What the task requires: What do the lines from the one containing "For every instance of the stone statue" through the end of the entries say? Quote them exactly, and only them.

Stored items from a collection
Segment Open

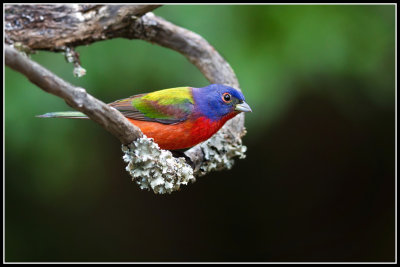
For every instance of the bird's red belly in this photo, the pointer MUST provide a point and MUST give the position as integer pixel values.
(181, 135)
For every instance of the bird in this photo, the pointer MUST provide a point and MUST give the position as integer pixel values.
(177, 118)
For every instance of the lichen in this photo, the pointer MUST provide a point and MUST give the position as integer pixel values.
(219, 152)
(156, 169)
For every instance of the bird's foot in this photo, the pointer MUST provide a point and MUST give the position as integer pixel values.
(179, 154)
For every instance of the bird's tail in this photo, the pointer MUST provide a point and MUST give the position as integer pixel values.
(64, 114)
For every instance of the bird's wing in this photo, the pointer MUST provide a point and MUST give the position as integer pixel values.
(167, 106)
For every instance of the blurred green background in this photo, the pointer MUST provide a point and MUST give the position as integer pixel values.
(318, 180)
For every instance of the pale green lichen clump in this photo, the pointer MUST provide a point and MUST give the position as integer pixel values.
(219, 152)
(156, 169)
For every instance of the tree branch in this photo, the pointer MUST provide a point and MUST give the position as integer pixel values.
(111, 119)
(56, 27)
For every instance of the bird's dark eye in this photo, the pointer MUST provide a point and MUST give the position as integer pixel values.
(226, 97)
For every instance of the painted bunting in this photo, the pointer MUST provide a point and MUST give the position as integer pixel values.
(177, 118)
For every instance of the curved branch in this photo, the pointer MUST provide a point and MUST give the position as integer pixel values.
(54, 28)
(111, 119)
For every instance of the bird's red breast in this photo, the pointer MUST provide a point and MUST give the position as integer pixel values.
(181, 135)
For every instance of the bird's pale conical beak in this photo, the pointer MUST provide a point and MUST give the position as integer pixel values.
(243, 107)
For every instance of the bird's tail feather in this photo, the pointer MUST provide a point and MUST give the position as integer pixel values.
(64, 114)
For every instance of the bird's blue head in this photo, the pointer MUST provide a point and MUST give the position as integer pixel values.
(217, 100)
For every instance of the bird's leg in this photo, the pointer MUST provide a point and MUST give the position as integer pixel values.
(181, 153)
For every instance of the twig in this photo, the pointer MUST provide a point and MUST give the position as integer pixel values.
(56, 27)
(111, 119)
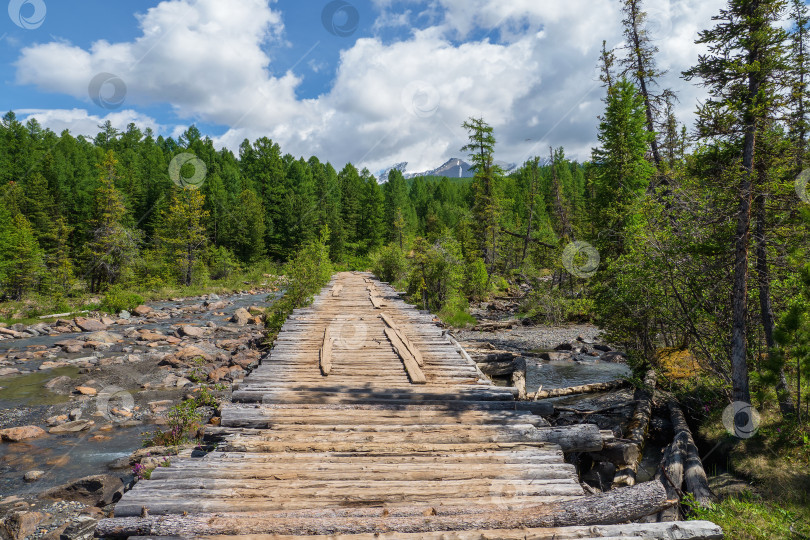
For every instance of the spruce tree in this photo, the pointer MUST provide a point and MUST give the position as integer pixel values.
(182, 232)
(743, 72)
(486, 206)
(111, 247)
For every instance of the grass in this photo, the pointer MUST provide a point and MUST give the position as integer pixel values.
(749, 516)
(771, 467)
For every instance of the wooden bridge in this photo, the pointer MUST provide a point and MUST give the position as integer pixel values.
(367, 421)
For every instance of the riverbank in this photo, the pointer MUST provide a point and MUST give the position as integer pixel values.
(80, 395)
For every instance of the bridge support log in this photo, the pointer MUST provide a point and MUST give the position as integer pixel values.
(616, 506)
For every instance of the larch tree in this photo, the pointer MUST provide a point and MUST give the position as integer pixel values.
(743, 72)
(641, 66)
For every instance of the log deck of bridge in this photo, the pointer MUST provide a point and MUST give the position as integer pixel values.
(366, 421)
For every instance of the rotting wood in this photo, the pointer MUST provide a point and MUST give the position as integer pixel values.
(349, 452)
(670, 473)
(415, 373)
(637, 428)
(683, 530)
(616, 506)
(694, 475)
(582, 389)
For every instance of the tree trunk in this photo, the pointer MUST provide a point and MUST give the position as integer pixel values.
(739, 302)
(642, 83)
(765, 309)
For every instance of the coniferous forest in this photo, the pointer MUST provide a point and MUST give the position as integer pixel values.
(674, 239)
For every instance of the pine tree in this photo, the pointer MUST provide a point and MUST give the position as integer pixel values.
(641, 66)
(112, 246)
(26, 266)
(486, 205)
(800, 40)
(742, 72)
(182, 232)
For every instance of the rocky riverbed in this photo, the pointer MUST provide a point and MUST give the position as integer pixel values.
(79, 395)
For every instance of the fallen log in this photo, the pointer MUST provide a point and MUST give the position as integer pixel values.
(694, 475)
(519, 378)
(683, 530)
(583, 389)
(670, 473)
(616, 506)
(637, 429)
(617, 452)
(498, 369)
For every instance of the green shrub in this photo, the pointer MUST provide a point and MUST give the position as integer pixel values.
(389, 264)
(476, 280)
(306, 274)
(117, 300)
(221, 262)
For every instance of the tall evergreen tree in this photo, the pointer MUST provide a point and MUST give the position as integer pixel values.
(486, 205)
(743, 72)
(111, 248)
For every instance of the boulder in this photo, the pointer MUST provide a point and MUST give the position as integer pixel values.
(57, 381)
(192, 331)
(218, 374)
(19, 525)
(149, 335)
(72, 427)
(142, 311)
(614, 357)
(33, 476)
(99, 490)
(191, 352)
(90, 325)
(105, 337)
(241, 317)
(22, 433)
(555, 356)
(56, 420)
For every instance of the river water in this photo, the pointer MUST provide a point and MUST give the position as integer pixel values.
(24, 400)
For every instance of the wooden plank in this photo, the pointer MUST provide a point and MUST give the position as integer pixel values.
(682, 530)
(415, 373)
(325, 354)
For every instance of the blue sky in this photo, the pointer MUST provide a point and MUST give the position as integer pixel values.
(393, 87)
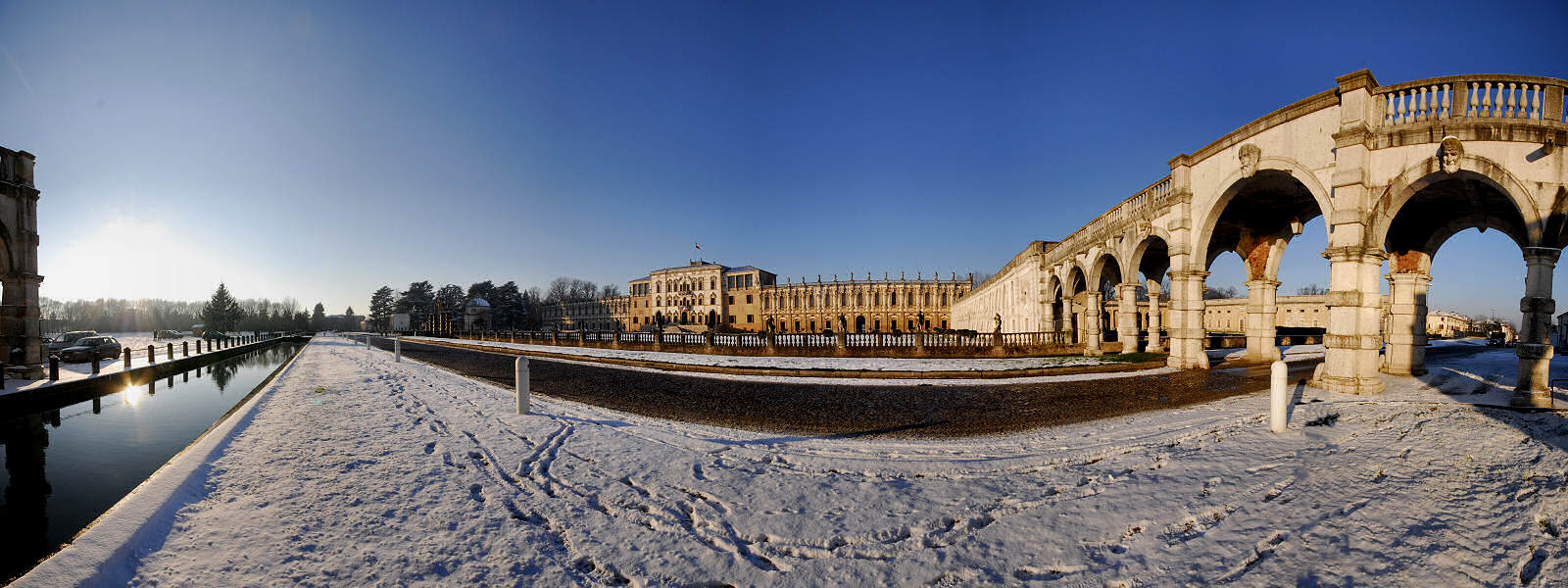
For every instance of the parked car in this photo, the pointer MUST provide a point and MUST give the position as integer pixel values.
(88, 347)
(68, 339)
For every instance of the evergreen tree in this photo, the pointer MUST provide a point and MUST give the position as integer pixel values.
(318, 318)
(381, 310)
(221, 313)
(483, 290)
(451, 298)
(507, 305)
(416, 302)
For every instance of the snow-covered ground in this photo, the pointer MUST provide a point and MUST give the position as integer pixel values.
(352, 469)
(844, 365)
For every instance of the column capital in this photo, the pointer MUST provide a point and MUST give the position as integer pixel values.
(1542, 255)
(1355, 255)
(1408, 276)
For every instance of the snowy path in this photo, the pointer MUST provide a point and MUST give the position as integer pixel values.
(789, 363)
(357, 470)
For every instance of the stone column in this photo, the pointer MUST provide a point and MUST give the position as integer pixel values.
(1533, 386)
(1355, 318)
(1128, 318)
(1154, 318)
(1186, 331)
(1407, 334)
(21, 326)
(1092, 323)
(1050, 318)
(1261, 310)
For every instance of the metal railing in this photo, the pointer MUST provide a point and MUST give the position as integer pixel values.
(784, 341)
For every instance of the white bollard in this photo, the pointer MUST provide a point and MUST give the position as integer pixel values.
(522, 384)
(1278, 397)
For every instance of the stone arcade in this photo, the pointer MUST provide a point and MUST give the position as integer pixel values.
(20, 314)
(1393, 170)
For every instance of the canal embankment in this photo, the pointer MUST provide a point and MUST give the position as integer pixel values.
(67, 465)
(77, 381)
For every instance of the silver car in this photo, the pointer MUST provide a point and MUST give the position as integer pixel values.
(68, 339)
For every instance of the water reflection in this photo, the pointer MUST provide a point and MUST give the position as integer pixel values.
(101, 449)
(27, 491)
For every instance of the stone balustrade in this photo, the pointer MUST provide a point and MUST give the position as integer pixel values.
(1473, 98)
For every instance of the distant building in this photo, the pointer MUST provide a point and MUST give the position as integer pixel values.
(706, 295)
(1447, 325)
(477, 316)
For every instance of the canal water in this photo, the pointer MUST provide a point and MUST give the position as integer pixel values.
(65, 467)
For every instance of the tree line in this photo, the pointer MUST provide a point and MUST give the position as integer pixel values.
(512, 308)
(220, 313)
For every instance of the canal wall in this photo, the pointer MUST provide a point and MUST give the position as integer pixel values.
(73, 391)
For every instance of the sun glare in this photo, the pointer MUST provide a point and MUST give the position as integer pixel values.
(133, 396)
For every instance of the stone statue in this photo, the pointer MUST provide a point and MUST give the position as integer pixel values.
(1249, 156)
(1449, 153)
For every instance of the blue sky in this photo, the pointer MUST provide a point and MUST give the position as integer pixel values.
(323, 149)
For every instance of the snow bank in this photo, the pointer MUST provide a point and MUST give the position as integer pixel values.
(358, 470)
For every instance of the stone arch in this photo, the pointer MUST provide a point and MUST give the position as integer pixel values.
(1076, 281)
(1272, 172)
(1557, 220)
(1429, 172)
(1152, 258)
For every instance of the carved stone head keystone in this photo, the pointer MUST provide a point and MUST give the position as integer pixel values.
(1449, 153)
(1249, 156)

Segment Closed

Answer below:
For every instance of the stone statue in this photo, the pointer MUST provide a point and MUST give the position as integer pixel values.
(1249, 156)
(1449, 153)
For every instance of the blue sky in this photo, the pointer MUST provide a point and MUST give the position as integer pixel values.
(323, 149)
For every instance of the snow bank in this photo, the pointer MUST provide a point and MUST give the position as integer pixel values.
(358, 470)
For every instance of the stone arch in this photo, the pointer MUST provide a point and MUST give the position as integer pixel values.
(1076, 281)
(1272, 172)
(1557, 220)
(1429, 172)
(1152, 258)
For every instance of the carved stone head keystone in this photo, the pointer MUST provide a point and MUST give the position as integer pixel values.
(1449, 153)
(1249, 156)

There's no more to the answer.